(Dataset entries)

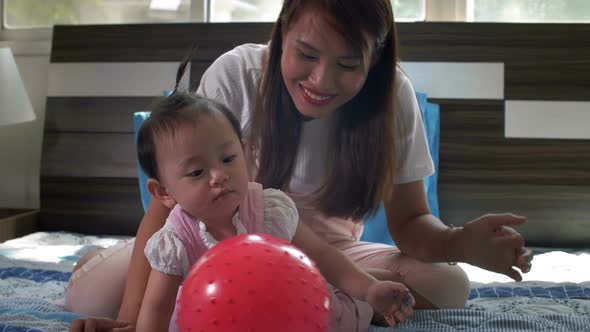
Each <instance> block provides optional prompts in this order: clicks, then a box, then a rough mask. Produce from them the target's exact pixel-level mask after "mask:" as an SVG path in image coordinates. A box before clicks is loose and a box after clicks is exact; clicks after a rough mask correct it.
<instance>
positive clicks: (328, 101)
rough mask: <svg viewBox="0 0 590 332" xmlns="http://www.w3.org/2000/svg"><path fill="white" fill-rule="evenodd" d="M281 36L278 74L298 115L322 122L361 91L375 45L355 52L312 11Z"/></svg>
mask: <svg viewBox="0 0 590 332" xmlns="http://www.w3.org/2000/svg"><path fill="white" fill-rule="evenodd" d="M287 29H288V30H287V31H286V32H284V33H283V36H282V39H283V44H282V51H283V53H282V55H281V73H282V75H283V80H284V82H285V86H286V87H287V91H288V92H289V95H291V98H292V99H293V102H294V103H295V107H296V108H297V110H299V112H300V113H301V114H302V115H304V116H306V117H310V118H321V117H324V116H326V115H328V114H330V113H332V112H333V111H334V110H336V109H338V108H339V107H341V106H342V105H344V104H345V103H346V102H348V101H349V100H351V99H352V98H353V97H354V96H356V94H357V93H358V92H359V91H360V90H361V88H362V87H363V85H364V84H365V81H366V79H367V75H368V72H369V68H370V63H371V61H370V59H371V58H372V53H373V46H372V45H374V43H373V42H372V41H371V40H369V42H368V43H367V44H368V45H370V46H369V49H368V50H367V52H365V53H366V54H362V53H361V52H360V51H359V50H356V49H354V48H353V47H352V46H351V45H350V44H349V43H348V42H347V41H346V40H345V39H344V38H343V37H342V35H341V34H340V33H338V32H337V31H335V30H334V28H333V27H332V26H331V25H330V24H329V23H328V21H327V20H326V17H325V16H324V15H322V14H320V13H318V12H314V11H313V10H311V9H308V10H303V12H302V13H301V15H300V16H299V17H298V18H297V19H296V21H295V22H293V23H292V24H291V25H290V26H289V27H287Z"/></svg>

--

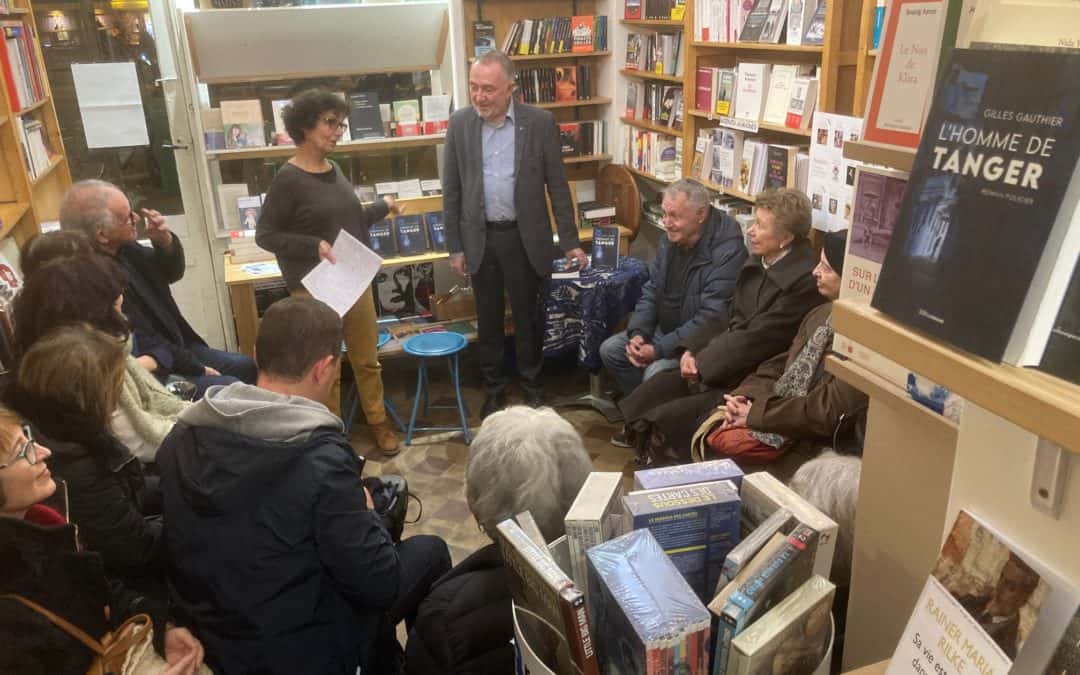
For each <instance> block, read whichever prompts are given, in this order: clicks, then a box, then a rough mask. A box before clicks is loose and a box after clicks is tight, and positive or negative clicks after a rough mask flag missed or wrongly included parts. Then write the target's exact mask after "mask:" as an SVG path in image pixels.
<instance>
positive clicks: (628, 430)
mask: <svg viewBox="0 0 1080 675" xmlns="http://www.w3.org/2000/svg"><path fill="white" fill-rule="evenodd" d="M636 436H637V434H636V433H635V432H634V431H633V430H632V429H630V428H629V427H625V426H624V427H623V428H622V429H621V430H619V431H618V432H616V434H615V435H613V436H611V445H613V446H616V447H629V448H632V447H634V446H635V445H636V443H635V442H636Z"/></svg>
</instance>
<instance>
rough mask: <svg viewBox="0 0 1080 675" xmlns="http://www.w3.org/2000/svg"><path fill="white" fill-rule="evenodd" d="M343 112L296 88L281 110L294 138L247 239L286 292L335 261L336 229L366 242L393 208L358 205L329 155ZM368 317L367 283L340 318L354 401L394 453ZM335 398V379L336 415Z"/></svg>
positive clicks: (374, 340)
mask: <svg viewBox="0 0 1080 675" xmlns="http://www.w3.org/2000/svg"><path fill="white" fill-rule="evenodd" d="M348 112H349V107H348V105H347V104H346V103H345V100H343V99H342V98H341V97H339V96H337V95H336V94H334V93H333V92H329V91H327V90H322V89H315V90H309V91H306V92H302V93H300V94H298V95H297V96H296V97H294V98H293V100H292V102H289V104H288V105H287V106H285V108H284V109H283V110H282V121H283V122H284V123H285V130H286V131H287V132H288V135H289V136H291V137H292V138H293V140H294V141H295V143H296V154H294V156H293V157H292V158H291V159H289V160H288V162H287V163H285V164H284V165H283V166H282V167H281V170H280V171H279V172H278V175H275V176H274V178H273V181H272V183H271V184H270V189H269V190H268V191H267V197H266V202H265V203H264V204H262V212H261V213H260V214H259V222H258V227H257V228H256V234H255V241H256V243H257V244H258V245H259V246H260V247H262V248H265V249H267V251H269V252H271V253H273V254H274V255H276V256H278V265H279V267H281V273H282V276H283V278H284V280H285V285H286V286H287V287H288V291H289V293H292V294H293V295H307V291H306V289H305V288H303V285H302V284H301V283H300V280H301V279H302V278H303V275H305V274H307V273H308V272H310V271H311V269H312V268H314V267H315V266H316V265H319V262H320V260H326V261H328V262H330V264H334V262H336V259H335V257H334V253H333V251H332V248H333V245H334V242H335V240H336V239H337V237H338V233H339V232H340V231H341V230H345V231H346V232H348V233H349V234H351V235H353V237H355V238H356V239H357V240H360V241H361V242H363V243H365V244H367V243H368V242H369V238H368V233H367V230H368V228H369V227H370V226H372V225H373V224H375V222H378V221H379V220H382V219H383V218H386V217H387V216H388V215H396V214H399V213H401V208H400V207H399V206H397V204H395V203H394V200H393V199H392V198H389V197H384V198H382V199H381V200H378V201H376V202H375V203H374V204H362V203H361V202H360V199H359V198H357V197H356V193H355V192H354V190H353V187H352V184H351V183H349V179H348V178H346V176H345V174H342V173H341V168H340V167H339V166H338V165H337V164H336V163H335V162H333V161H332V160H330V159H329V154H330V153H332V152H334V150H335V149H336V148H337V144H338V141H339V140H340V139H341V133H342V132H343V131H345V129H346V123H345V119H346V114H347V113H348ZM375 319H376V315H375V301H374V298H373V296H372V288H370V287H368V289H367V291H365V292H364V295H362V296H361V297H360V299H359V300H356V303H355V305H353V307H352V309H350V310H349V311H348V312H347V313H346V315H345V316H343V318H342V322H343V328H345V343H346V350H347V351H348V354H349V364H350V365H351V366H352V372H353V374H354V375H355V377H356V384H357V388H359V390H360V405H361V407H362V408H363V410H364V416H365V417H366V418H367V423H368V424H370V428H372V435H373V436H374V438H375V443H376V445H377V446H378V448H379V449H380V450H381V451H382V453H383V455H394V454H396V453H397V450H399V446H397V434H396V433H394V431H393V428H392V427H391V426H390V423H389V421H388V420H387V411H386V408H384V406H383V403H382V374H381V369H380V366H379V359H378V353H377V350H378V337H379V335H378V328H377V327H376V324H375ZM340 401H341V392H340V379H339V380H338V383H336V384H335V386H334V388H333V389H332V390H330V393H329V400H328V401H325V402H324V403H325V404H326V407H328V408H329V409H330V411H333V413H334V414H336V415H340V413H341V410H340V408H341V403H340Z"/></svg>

## Required action
For each line of the data that includes the word "before", return a copy of it.

## Reply
Each <instance> block provides optional prompts in this order: clicks, then a box, then a rough mask. Produce from them the target's exact pixel-level mask after "mask:" as an SVG path in image coordinates. A box before clicks is loose and a box after clicks is exact; clicks after a rough mask correct it.
For each <instance> block, read whichever prompts are given, in this order: clicks, then a box, then a rough mask. A box before clicks is loose and a box after clicks is tight, and positive or negative clicks after a rough mask flag missed or wrongly included parts. Then write the target's exact mask after "mask:" as an SVG path in image pixels.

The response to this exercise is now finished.